ENUNCIADO A | Com base no texto sobre geoarqueologia, explique por que a pedologia se torna uma ferramenta importante para o estudo da ocupação humana antiga.

TRECHO DO DOCUMENTO |

⟨

Kerameikos, sitio arqueológico em Atenas, Grécia

Geoarqueologia: a interpretação da história registrada nos solos

por Thaís N. Fioravanti

O esforço multidisciplinar para compreender as circunstâncias do uso e ocupação das terras pela humanidade.


Geoarqueologia é uma disciplina que utiliza os conhecimentos de geologia, e se apropria dos princípios da pedologia, sedimentologia, geomorfologia, geocronologia, geofísica e estratigrafia para compreender e identificar as circunstâncias que levaram a formação do sítio, sua preservação e consequentemente sua história.

A interação entre o meio físico e a ocupação humana antiga pode ser estudada a partir do momento em que a arqueologia busca novas ferramentas para tentar compreender essa relação do homem com o ambiente. Muitas das atividades desenvolvidas por esses grupos pré-históricos ficam registradas no solo, a partir disso, é que a pedologia entra como uma ferramenta importante de estudo.

A geoarqueologia só surgiu e se tornou uma disciplina após a publicação do livro “Geoarchaeology: Earth Science and the Past”, de Davidson e Shackley (1976), no qual Renfrew (1976) criou a expressão e a publicou em seu prefácio.

No Brasil tem destaque as Terras pretas de índio ou terras pretas arqueológicas, localizados na região norte do país e que já foram estudados por diversos pesquisadores (Woods e McCann, 1999; Lima et. al., 2002; Glaser e Birk, 2012; Macedo et al., 2017; Santos et al., 2018). Nas regiões litorâneas também podemos citar os sambaquis, solos esses que podem datar de 8.000 até 2.000 AP (Prous, 1992).

Outros casos são solos encontrados em abrigos sobre rochas e cavernas, que proporcionam um ambiente ainda mais adequado a preservação das características desenvolvidas por determinado grupo humano.

Para identificar essas características, podemos observar mudanças tanto nas características químicas, como também físicas e macromorfológicas. Determinados elementos químicos, principalmente Ca e P, se sobressaem nas análises químicas. As terras pretas arqueológicas possuem esse aspecto, além de apresentarem também coloração mais escura em relação aos outros solos da região.

Para saber mais sobre Mudanças químicas ocorridas nas terras pretas arqueológicas a partir das atividades desenvolvidas pelo homem. Acesse!

⟩

ENUNCIADO B | Altere o trecho dos registros que se inicia na linha que contém "Query: umbrella base" e segue até o final dos registros, trocando "white" por "beige" e mantendo todo o restante inalterado.

MATERIAL DO EXERCÍCIO |
⟨

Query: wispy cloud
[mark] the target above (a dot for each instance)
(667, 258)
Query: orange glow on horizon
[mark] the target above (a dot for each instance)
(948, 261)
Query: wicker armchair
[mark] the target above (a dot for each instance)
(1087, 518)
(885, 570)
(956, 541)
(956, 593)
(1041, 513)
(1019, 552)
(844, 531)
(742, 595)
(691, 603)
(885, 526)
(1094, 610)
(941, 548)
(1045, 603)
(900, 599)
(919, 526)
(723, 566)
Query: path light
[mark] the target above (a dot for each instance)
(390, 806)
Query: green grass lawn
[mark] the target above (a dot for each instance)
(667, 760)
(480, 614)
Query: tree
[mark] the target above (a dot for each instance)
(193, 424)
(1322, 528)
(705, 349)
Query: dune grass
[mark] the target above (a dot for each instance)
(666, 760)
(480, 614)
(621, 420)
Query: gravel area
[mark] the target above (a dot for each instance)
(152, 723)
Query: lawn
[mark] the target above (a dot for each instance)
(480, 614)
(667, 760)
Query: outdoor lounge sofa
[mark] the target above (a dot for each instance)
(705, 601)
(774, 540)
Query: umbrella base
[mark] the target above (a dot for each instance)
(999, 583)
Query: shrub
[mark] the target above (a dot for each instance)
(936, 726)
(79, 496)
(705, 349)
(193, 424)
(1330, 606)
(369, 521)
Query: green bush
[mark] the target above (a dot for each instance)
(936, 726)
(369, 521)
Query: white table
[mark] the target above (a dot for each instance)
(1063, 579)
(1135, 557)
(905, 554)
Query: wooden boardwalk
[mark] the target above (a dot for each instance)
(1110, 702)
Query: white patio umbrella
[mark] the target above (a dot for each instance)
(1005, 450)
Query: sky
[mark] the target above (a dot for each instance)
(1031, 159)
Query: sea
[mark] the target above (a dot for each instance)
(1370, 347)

⟩

RESOLUÇÃO A | Muitas das atividades desenvolvidas pelos grupos pré-históricos ficam registradas no solo. Por isso, a pedologia entra como uma ferramenta importante para estudar essa relação do homem com o ambiente.

RESOLUÇÃO B |
Query: umbrella base
[mark] the target above (a dot for each instance)
(999, 583)
Query: shrub
[mark] the target above (a dot for each instance)
(936, 726)
(79, 496)
(705, 349)
(193, 424)
(1330, 606)
(369, 521)
Query: green bush
[mark] the target above (a dot for each instance)
(936, 726)
(369, 521)
Query: beige table
[mark] the target above (a dot for each instance)
(1063, 579)
(1135, 557)
(905, 554)
Query: wooden boardwalk
[mark] the target above (a dot for each instance)
(1110, 702)
Query: beige patio umbrella
[mark] the target above (a dot for each instance)
(1005, 450)
Query: sky
[mark] the target above (a dot for each instance)
(1031, 159)
Query: sea
[mark] the target above (a dot for each instance)
(1370, 347)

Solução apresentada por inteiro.